(Natural-language object grounding data)
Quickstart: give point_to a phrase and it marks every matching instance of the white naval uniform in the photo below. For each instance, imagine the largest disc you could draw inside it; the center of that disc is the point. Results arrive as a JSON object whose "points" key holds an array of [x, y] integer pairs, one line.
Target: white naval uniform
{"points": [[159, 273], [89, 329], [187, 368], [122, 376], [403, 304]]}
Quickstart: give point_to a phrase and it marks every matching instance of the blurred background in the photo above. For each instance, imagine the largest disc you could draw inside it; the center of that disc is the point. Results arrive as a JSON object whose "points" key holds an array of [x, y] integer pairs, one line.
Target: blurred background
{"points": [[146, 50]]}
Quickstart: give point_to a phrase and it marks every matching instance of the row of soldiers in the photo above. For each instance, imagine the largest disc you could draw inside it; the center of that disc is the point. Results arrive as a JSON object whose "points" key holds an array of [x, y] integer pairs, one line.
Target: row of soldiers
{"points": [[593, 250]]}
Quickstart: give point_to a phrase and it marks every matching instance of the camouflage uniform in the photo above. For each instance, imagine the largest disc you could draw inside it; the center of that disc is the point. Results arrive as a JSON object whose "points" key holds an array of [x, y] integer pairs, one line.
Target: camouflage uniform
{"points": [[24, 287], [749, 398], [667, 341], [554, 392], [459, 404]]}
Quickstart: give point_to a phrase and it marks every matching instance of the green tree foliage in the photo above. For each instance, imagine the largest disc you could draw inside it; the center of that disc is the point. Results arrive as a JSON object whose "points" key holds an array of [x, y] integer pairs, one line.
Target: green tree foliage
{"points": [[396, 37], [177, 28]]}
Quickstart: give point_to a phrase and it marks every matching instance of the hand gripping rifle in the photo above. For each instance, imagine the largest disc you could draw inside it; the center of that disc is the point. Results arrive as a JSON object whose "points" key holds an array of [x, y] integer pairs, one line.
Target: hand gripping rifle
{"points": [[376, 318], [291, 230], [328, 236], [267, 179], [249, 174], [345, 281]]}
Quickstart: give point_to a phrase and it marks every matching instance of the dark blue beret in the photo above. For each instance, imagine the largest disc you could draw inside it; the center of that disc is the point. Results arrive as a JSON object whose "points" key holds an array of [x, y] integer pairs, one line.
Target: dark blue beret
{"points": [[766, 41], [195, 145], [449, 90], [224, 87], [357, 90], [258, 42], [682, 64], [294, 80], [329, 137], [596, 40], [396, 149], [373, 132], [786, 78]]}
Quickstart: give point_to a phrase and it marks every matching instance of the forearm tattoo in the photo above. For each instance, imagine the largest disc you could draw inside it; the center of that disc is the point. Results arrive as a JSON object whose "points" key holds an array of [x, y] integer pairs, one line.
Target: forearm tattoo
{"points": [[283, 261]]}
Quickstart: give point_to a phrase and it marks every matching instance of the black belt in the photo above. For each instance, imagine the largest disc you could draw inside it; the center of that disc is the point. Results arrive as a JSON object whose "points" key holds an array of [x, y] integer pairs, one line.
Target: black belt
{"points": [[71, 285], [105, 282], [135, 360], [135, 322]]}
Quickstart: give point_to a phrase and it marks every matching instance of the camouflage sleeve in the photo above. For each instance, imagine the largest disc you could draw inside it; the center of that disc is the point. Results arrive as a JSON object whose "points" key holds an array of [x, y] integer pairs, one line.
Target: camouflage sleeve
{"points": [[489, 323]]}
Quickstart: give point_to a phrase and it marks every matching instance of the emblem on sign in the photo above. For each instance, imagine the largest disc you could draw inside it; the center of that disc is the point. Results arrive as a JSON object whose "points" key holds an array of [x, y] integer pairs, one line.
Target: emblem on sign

*Exercise goal:*
What is needed is the number of lines in the data that hold the word "emblem", and nothing more.

*Written reply:*
2